== INFORMATION SUPPLIED

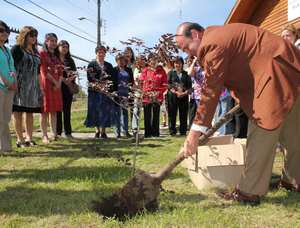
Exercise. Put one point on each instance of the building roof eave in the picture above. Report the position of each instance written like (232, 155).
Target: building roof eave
(242, 11)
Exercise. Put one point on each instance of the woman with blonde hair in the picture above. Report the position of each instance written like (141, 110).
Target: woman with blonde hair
(291, 34)
(7, 87)
(51, 78)
(28, 96)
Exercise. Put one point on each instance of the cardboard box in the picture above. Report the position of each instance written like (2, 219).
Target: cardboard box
(220, 163)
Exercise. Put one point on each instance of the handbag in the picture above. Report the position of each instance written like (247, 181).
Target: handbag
(73, 88)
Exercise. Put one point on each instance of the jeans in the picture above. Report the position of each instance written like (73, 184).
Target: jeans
(122, 121)
(135, 116)
(224, 106)
(6, 102)
(151, 119)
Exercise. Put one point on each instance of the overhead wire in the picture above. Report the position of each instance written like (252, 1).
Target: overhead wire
(86, 10)
(58, 17)
(49, 22)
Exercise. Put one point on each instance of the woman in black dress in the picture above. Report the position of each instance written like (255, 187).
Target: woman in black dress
(28, 96)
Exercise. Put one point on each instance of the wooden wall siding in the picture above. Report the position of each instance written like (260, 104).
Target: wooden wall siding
(242, 11)
(272, 15)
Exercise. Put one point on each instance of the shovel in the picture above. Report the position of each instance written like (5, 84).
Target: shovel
(142, 190)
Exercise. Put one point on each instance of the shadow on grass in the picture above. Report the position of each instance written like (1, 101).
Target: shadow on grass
(46, 201)
(184, 197)
(109, 174)
(291, 199)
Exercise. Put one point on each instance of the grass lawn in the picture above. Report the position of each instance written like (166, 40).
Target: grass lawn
(53, 186)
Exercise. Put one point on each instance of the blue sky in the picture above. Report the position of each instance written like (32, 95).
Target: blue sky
(124, 19)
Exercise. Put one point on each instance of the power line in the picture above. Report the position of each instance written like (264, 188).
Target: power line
(88, 11)
(49, 22)
(53, 14)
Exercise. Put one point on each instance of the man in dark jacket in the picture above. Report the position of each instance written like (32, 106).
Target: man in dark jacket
(179, 84)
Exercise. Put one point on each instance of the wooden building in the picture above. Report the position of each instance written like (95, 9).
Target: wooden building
(272, 15)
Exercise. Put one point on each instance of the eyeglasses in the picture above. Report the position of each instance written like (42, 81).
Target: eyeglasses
(33, 34)
(2, 30)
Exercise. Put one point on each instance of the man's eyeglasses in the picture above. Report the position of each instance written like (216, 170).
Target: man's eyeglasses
(2, 30)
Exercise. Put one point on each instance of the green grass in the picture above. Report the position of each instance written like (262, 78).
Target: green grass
(53, 186)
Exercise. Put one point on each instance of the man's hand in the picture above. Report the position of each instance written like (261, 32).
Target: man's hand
(191, 143)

====

PROMPT:
Please copy, exactly as written, every line in the listing above from the line with "Exercise. Put one point on each instance of the shadow" up to and including the line with "Exercise. Put one point on each instance of the blue".

ANSWER BOX:
Exercise. Put one point on each instance of the shadow on grass in the picture above. Report the position of each instance written like (1, 101).
Target: shadow on grass
(46, 201)
(184, 197)
(109, 174)
(291, 199)
Exercise. Put one point on each instance of the grass lawn in the picture above. Report the position of each instance written like (166, 40).
Target: grass lawn
(53, 186)
Exercise. Put one point on each instance of the blue sky in the picture above. Report the position of each instance written like (32, 95).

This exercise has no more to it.